→ **What to work on**:
Give back the line below containing "Each instance of the green lawn" and every later line, exactly.

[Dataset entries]
++++++++++++++++++++

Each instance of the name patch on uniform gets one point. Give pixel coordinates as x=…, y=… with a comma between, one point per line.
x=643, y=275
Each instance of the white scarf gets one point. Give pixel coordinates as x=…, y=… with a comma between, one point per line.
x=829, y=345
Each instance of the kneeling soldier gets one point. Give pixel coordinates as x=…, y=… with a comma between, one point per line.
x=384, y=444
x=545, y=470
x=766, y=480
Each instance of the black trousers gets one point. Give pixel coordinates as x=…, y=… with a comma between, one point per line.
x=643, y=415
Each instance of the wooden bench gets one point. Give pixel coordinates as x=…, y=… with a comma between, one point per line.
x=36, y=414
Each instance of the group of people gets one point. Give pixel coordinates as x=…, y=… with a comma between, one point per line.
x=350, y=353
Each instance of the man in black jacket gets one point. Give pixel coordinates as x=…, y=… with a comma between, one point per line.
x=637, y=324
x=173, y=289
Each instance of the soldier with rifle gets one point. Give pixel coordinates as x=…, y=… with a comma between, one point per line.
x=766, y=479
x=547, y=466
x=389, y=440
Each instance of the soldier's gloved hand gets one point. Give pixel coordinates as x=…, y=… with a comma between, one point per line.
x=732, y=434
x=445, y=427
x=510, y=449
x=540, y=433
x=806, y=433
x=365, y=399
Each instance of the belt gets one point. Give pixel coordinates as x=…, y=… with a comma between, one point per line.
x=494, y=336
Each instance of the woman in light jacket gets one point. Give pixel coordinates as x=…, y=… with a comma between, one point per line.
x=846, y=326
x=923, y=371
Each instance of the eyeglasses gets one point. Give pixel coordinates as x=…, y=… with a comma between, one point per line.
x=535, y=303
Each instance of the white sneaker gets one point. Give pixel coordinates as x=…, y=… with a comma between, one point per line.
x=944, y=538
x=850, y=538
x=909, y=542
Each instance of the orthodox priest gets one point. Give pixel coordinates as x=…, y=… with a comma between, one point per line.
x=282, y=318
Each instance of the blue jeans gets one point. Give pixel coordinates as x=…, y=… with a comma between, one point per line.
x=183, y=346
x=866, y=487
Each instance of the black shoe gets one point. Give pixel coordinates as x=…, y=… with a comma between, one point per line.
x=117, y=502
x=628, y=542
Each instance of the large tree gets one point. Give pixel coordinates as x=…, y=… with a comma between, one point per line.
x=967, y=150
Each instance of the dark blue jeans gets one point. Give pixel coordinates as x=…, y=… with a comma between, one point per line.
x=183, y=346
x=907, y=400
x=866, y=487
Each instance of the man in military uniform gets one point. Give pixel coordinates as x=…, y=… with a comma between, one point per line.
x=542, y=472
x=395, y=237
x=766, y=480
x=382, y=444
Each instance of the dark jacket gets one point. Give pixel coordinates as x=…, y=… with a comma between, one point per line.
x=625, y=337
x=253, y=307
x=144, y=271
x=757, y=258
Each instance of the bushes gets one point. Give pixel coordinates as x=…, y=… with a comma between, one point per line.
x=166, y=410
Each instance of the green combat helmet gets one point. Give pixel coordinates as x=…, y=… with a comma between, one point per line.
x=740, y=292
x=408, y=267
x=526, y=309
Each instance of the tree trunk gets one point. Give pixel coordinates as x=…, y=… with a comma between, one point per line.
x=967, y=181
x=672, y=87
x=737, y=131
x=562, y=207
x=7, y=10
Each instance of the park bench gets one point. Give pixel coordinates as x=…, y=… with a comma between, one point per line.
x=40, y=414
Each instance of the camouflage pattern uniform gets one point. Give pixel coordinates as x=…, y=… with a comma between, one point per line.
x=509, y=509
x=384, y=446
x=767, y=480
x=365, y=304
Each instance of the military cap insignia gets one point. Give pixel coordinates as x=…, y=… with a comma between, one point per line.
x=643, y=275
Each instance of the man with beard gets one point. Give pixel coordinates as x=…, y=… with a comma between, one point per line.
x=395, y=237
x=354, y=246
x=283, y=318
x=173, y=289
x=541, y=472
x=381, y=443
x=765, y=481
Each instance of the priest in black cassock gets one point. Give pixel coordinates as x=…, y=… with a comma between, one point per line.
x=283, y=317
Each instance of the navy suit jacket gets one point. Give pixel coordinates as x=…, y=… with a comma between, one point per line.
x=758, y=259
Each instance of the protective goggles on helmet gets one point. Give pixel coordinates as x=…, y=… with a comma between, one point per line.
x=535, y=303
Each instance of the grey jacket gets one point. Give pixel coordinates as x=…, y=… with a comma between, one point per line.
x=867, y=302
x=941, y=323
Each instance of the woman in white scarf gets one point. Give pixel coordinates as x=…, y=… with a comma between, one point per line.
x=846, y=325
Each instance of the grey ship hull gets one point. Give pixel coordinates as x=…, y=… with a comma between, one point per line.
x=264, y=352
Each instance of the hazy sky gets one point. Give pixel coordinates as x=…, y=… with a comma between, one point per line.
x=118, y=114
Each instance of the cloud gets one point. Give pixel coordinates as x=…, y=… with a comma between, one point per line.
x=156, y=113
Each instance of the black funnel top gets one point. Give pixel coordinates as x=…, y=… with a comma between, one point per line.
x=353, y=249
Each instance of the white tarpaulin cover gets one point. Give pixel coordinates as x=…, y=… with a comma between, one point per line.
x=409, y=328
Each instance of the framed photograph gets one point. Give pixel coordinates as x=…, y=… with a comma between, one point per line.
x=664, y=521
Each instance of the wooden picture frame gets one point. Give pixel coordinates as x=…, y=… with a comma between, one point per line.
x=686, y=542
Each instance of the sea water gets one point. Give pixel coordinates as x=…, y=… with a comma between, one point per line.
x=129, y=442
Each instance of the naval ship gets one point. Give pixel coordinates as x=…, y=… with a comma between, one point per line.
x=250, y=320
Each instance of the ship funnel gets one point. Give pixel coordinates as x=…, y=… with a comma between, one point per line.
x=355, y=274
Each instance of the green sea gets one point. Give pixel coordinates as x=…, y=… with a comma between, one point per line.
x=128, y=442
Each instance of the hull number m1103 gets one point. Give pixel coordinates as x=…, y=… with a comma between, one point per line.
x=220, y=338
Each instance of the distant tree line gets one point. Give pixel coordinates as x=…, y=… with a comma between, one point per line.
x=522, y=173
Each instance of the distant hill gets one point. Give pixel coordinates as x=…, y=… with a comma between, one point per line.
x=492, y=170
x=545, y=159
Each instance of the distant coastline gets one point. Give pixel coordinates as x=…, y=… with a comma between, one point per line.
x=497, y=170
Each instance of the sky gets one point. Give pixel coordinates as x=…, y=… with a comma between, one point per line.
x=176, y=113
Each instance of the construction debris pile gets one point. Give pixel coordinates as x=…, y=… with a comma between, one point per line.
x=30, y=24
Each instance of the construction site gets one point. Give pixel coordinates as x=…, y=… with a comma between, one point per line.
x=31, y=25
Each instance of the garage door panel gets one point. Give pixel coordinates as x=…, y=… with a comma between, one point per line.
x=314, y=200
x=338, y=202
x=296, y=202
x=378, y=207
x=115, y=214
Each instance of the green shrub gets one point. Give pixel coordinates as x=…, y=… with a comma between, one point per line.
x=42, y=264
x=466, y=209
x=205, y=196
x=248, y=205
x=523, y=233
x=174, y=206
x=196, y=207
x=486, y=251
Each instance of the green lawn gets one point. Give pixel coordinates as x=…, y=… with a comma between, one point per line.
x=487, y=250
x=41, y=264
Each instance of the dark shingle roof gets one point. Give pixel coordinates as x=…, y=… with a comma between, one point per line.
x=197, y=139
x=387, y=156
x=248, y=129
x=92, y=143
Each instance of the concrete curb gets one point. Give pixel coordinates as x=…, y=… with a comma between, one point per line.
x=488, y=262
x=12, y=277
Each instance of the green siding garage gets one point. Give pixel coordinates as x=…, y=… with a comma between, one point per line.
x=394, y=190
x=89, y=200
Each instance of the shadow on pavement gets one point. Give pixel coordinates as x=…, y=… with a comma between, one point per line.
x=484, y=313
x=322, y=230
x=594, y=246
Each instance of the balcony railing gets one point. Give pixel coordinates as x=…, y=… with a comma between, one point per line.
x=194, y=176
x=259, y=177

++++++++++++++++++++

→ **Response**:
Each instance of the green lawn gets one point. Give pixel coordinates as x=…, y=… with a comma between, one point per line.
x=487, y=250
x=41, y=264
Each instance of the dark shingle roof gets one point. Give pixel coordinates as x=…, y=… with a comma between, one point per line.
x=197, y=139
x=387, y=156
x=248, y=129
x=92, y=143
Each instance of the concrete curb gets one point. Give pixel coordinates as x=…, y=… with a comma between, one point per line.
x=488, y=262
x=12, y=277
Each instance of the green siding garage gets one point. Give pixel coordinates as x=…, y=… with a comma between, one point per line.
x=394, y=190
x=89, y=200
Each instance of the shadow on pavement gets one point. Give pixel coordinates as x=…, y=… with a comma between, one point per line.
x=484, y=313
x=322, y=230
x=594, y=246
Each instance of the balcony railing gets one point. Give pixel coordinates as x=…, y=… with a comma between, one point per line.
x=194, y=176
x=259, y=177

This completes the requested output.